Bou Somaly, a 43-year-old mother of one, recently divorced her husband. In the process, she lost her son. Phnom Penh Municipal Court awarded custody of the boy, La Sany, to his father, in what Bou Somaly says was an arbitrary decision.

Bou Somaly, who has filed a complaint with the rights group Licadho seeking help in her case, says she was asked to bring her son to the court. She did, and when La Sany saw his father, he ran to him and hugged him.

“The judge asked him, ‘Do you like your father?’” Bou Somaly recalled in a phone interview recently.

When the boy nodded, the court gave him over to his dad.

It may be too late for Bou Somaly to regain custody of her son, but she says other women might be spared such separation under a new draft law for separations and other disputes.

The drafted Family Dispute Law clarifies divorce procedures in the courts. It allows property to be divvied out by judges, or seized before it is sold off.

It also clarifies how the courts should determine child custody.

“The mother has the right to look after a four-year-old,” Bou Somaly said.

According to the new law, the courts should award a child to the mother up to the age of six, about the time he or she enters school, or the age when a child “knows right from wrong.”

Bou Somaly said she hopes to have a chance to appeal her case under those rules.

The draft was passed by the National Assembly April 26 and has yet to be signed into law. It must also be promulgated through the courts. But already it has some women hoping they will get a fair shake in a system that is typically skewed toward husbands and fathers.

Lam Arun, a 31-year-old mother of two who has filed for divorce at Phnom Penh Municipal Court, to leave her allegedly abusive husband, says she wants to have a hearing under the new law. With it, she hopes to have custody of her children and a fair share of the couple’s property.

“The new law will help provide justice to my case,” she told VOA Khmer as she waited outside court Tuesday.

Meas Sokunthea, a divorce lawyer for the Cambodian Defenders Project, said the new law is better than the past law because it provides “full, clear meaning” for parties and judges.

The law may be just in time, as some evidence points to growing dissatisfaction with divorce proceedings.

In 2009, Licadho received 155 reports from women who felt they’d been treated unfairly in their divorces. In the first three months of this year alone, the group has received 55.

## [Directions for this task]
Rewrite the stretch of the Family Dispute Law article from "Lam Arun, a" through "has received 55.", renaming "new law" as "draft law". The lines that follow were taken from a different source than the article.

## [Dataset content]
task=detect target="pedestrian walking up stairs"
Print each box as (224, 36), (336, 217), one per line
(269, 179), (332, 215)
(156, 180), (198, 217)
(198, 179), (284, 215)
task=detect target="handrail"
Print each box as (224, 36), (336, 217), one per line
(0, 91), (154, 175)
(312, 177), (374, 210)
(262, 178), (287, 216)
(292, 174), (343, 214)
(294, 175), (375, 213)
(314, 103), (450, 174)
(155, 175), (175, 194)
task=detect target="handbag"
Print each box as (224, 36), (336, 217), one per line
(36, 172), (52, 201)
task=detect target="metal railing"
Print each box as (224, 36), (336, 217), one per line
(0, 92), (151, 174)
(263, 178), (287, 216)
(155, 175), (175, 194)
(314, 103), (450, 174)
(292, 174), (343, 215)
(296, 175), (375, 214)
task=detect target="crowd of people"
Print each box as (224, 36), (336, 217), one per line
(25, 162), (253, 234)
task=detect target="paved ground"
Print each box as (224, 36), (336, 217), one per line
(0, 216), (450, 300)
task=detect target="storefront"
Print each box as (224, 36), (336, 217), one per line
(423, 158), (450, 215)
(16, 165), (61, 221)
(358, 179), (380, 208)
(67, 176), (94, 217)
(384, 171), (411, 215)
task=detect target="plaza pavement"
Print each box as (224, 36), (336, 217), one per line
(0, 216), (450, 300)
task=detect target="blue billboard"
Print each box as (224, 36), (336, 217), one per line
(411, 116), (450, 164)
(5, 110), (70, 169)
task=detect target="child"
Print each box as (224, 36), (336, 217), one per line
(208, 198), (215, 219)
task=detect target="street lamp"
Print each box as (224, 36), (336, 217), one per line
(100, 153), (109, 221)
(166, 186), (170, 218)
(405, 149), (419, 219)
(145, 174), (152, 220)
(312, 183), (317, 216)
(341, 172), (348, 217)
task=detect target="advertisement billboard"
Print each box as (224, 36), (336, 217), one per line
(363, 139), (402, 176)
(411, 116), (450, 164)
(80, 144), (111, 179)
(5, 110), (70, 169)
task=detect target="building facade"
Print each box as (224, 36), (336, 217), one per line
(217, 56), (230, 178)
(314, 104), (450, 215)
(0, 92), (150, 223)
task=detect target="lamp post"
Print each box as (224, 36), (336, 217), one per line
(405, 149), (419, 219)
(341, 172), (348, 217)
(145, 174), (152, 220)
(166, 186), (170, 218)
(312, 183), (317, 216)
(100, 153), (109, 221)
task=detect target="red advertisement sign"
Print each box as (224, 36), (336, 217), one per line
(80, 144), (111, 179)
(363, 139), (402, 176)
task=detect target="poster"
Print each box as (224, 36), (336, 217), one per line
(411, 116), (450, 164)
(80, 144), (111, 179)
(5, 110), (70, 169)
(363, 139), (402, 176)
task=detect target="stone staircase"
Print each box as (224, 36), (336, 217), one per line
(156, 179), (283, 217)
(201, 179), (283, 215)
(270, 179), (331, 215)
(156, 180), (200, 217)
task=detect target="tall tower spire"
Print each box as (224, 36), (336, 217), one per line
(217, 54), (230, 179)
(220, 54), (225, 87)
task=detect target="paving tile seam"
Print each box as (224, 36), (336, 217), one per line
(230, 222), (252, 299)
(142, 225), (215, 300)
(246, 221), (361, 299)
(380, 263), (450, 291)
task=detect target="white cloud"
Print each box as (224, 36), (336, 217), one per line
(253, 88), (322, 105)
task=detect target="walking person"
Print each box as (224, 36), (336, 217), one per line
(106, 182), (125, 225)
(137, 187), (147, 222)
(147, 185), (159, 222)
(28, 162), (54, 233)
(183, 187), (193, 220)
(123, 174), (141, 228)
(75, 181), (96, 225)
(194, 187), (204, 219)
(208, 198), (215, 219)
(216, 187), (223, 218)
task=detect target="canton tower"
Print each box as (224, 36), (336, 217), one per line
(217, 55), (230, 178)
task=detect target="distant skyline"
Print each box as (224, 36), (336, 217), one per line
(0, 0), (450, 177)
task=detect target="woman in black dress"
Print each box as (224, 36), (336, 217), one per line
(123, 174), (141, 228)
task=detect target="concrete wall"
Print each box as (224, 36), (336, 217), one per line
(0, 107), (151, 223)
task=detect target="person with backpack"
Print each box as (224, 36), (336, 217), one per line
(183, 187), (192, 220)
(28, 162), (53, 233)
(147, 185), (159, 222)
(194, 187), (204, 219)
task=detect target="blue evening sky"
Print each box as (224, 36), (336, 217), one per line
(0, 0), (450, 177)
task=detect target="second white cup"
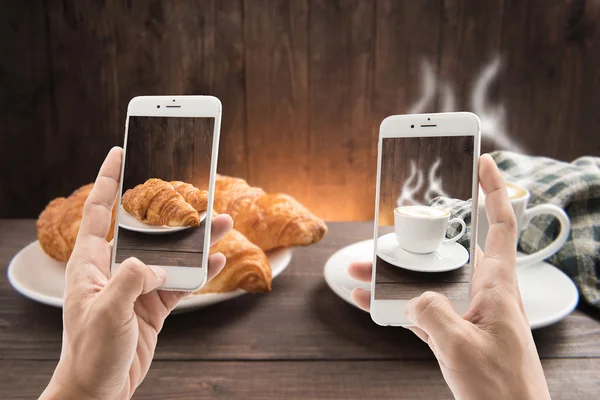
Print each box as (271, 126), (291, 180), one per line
(394, 206), (467, 254)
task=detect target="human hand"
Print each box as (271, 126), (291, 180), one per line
(41, 148), (233, 400)
(348, 155), (550, 399)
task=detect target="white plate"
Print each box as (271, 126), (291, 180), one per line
(119, 205), (206, 235)
(324, 240), (579, 329)
(377, 233), (469, 272)
(7, 240), (292, 311)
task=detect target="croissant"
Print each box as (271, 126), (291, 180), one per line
(195, 229), (272, 294)
(121, 178), (200, 226)
(214, 175), (327, 251)
(171, 181), (208, 212)
(37, 183), (117, 261)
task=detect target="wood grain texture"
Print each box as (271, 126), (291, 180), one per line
(0, 359), (600, 400)
(306, 0), (377, 220)
(115, 225), (206, 268)
(0, 220), (600, 362)
(244, 0), (309, 203)
(123, 116), (214, 193)
(379, 136), (473, 226)
(0, 1), (55, 217)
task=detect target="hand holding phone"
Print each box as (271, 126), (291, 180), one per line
(349, 155), (550, 399)
(371, 113), (480, 326)
(41, 148), (233, 399)
(112, 96), (221, 291)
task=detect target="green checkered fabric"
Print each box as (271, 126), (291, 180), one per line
(431, 151), (600, 309)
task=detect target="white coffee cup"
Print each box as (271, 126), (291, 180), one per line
(477, 182), (571, 266)
(394, 206), (467, 254)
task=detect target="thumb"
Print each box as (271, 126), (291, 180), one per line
(404, 292), (465, 340)
(104, 257), (166, 305)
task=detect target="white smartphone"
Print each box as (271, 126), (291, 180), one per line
(371, 112), (480, 326)
(111, 96), (222, 291)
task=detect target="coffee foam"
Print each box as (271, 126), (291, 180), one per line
(394, 206), (448, 218)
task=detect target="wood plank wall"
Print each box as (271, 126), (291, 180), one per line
(0, 0), (600, 220)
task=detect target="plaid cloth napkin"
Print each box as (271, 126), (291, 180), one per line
(431, 151), (600, 309)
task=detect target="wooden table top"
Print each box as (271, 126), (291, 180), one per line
(0, 220), (600, 400)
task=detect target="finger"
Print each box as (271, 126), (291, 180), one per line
(352, 288), (371, 312)
(103, 257), (166, 308)
(405, 326), (429, 343)
(404, 292), (465, 339)
(77, 147), (123, 247)
(208, 253), (226, 281)
(479, 154), (517, 270)
(348, 261), (373, 283)
(210, 214), (233, 246)
(158, 290), (192, 318)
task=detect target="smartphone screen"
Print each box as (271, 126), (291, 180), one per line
(374, 136), (475, 300)
(115, 116), (215, 268)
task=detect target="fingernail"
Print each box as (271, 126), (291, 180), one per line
(150, 265), (167, 281)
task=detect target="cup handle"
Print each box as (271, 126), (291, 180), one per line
(517, 204), (571, 266)
(444, 218), (467, 243)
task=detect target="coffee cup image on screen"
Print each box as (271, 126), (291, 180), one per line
(375, 136), (474, 300)
(115, 116), (214, 268)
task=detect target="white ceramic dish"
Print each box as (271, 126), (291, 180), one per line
(7, 241), (292, 312)
(119, 205), (206, 235)
(377, 233), (469, 272)
(324, 240), (579, 329)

## [Answer in full]
Lam Arun, a 31-year-old mother of two who has filed for divorce at Phnom Penh Municipal Court, to leave her allegedly abusive husband, says she wants to have a hearing under the draft law. With it, she hopes to have custody of her children and a fair share of the couple’s property.

“The draft law will help provide justice to my case,” she told VOA Khmer as she waited outside court Tuesday.

Meas Sokunthea, a divorce lawyer for the Cambodian Defenders Project, said the draft law is better than the past law because it provides “full, clear meaning” for parties and judges.

The law may be just in time, as some evidence points to growing dissatisfaction with divorce proceedings.

In 2009, Licadho received 155 reports from women who felt they’d been treated unfairly in their divorces. In the first three months of this year alone, the group has received 55.